Required action
Among the records that follow, count the lines where "neck" appears, and state the count by itself.

-------- Records for the exercise --------

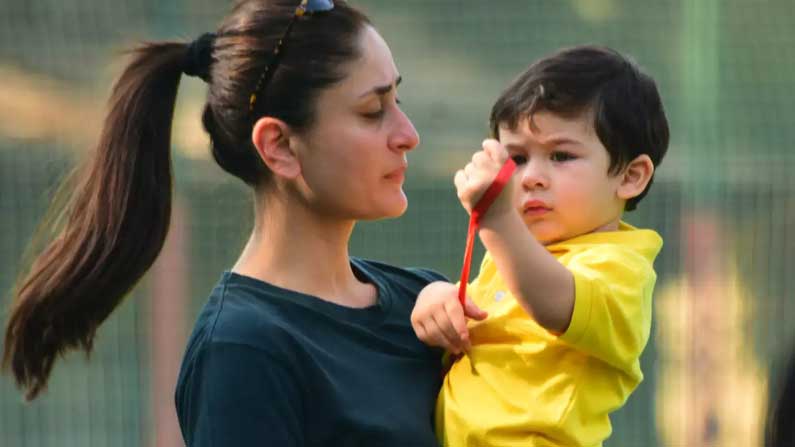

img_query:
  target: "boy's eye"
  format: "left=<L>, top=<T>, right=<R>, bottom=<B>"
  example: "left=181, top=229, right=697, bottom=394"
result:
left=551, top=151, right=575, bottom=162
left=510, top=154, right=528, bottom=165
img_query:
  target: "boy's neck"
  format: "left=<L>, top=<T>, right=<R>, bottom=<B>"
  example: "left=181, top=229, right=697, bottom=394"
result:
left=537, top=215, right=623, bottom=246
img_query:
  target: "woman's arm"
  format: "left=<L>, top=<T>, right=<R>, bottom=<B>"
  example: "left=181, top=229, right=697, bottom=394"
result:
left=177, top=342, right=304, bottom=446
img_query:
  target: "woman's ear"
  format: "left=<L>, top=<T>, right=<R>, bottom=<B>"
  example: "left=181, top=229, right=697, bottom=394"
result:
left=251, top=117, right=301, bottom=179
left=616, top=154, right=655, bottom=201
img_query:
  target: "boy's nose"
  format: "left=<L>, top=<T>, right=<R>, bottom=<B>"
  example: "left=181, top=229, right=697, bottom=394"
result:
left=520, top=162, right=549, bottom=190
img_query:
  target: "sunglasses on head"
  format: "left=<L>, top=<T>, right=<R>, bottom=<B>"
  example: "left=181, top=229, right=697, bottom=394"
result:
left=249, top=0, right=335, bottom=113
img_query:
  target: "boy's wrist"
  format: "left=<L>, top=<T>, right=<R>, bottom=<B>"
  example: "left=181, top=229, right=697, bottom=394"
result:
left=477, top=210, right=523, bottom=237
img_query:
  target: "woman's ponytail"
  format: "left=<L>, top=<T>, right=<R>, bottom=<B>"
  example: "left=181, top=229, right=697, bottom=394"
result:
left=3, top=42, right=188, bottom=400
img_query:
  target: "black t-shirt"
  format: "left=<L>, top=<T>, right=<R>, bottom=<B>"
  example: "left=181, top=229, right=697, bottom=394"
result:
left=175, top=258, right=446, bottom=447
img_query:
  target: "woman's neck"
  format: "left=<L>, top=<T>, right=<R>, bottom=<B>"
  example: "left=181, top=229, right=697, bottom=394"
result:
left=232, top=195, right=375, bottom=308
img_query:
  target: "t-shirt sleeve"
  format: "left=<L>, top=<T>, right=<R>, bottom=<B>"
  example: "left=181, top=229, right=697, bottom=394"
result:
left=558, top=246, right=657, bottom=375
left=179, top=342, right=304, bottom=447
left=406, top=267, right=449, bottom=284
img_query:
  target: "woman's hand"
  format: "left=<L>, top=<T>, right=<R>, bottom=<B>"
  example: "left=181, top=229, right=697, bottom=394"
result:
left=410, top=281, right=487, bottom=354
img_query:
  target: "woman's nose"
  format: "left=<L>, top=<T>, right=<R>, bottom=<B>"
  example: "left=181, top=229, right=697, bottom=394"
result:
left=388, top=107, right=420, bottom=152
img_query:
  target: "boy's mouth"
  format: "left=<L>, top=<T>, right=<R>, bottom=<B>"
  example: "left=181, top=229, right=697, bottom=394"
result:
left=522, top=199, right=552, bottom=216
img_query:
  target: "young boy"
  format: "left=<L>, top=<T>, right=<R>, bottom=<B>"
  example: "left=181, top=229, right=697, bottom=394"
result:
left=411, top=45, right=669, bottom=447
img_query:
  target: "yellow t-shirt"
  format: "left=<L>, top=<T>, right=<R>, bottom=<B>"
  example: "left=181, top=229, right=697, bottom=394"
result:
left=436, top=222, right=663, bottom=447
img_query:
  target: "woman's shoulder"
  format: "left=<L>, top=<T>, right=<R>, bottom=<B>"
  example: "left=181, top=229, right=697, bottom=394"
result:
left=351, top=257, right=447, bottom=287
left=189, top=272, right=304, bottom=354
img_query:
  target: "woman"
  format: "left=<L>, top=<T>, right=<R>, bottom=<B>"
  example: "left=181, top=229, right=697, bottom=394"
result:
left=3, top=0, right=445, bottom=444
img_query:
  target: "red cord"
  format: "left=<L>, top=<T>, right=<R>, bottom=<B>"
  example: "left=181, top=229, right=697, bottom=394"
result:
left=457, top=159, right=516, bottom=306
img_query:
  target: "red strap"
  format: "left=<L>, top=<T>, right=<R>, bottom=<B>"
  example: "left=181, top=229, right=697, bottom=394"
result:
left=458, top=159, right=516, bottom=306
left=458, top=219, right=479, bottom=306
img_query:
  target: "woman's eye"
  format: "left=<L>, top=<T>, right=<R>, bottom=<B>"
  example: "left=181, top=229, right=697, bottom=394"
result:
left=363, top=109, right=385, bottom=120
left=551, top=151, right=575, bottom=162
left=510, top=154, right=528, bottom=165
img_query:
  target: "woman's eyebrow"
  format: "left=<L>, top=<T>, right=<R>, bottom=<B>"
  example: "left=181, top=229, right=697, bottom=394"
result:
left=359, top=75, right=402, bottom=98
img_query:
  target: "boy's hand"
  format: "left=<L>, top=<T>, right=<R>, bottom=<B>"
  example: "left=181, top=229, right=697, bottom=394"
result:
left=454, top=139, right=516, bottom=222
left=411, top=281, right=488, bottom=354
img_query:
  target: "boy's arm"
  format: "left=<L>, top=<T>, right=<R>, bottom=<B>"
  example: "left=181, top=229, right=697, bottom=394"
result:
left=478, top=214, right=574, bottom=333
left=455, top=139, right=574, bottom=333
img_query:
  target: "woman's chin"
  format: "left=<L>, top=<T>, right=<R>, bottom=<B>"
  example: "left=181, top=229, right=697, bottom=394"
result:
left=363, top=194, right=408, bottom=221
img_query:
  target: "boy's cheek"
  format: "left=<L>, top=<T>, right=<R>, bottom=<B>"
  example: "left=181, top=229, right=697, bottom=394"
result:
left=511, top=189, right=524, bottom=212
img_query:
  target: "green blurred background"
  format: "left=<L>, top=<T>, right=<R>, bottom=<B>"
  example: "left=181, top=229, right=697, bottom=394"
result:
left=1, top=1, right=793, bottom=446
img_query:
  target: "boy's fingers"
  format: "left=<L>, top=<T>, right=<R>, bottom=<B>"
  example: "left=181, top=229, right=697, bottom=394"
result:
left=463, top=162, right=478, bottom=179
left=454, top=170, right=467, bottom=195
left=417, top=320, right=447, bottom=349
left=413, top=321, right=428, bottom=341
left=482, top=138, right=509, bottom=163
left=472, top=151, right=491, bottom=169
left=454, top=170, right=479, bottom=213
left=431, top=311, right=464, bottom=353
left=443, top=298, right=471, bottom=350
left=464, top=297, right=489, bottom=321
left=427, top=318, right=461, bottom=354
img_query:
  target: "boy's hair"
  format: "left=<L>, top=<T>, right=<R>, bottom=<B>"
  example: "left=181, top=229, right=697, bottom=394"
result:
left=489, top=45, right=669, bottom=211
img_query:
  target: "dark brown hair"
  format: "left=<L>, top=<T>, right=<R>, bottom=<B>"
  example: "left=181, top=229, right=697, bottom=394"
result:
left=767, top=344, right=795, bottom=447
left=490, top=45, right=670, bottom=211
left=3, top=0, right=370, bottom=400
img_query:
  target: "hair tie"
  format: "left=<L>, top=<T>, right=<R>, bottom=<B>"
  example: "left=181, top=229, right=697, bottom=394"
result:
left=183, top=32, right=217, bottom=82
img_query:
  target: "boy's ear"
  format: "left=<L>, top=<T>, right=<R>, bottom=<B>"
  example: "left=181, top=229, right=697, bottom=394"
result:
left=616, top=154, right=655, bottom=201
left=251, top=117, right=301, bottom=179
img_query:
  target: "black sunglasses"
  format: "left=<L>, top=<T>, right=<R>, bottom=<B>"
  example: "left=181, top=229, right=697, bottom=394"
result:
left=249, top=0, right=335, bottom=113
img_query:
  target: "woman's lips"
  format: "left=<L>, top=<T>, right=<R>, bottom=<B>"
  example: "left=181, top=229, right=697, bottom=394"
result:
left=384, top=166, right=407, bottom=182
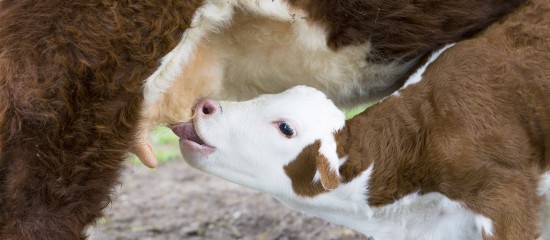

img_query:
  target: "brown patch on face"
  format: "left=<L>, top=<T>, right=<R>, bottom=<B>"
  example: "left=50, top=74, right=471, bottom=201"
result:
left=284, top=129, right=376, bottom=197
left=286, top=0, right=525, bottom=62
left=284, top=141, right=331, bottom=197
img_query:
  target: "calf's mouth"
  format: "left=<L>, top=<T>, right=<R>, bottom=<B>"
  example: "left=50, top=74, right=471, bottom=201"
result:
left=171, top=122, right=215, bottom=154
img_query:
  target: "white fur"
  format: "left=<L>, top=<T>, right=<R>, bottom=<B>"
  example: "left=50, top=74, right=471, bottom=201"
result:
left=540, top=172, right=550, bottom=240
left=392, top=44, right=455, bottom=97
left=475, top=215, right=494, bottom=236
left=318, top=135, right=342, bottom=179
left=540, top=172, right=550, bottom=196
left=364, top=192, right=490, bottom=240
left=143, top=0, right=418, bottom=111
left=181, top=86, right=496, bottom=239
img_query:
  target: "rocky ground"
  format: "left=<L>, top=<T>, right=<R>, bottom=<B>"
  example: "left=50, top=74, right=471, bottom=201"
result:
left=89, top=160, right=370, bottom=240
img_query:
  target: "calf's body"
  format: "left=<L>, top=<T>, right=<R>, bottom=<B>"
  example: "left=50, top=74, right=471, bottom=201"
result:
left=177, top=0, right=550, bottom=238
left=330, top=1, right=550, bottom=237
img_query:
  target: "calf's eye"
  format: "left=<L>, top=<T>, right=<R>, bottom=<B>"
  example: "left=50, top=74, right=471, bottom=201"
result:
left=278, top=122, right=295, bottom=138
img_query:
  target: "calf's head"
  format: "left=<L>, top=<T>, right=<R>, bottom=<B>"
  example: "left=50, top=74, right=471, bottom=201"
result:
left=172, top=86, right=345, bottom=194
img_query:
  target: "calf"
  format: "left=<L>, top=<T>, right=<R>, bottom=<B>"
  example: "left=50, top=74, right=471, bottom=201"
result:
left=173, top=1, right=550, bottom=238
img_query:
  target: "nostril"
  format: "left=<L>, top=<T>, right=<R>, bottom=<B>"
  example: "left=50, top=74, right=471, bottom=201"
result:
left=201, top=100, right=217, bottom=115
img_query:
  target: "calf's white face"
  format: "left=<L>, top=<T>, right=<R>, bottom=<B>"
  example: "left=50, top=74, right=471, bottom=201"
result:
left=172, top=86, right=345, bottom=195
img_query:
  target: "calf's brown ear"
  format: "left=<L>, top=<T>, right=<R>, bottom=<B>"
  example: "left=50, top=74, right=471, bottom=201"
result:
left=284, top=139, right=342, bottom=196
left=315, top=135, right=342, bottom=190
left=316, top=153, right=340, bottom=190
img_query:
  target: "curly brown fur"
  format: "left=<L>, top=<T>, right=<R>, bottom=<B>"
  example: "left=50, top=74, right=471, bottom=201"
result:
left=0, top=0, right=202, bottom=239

--------

Response to this task
2